* _Required work_
For the entries that follow, restate word for word the line containing "Wanted | a point on the cloudy", the line containing "Wanted | a point on the building", and every line that lies between them.

===== Provided entries =====

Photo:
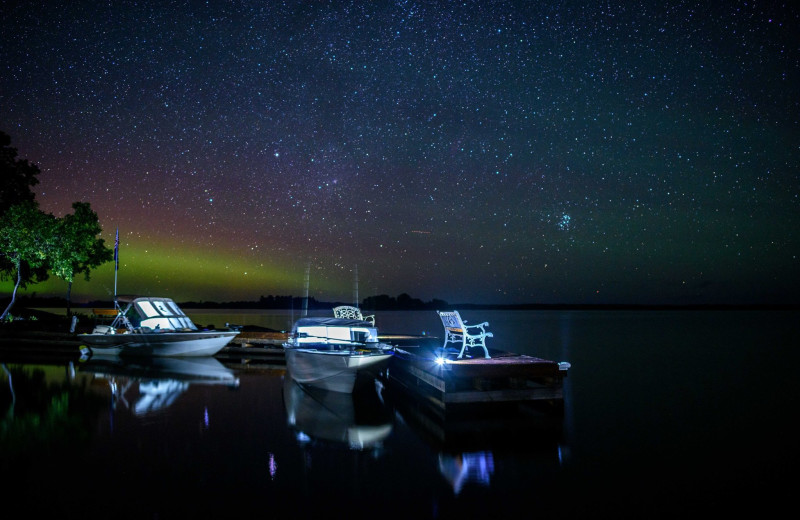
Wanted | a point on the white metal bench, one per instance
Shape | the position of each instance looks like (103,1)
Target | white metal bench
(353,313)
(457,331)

=====
===== Provided entries =====

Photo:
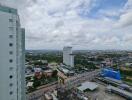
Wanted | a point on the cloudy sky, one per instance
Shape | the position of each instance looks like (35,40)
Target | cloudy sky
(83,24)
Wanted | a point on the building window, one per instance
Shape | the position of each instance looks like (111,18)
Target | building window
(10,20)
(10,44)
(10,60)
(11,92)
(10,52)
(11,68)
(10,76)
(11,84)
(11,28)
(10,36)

=====

* _Answer for this exercise_
Wanted | a point on the cloudy sky, one per instance
Shape | the position of each instance looks like (35,40)
Target | cloudy sky
(83,24)
Wanted | a point on the building window, one per instance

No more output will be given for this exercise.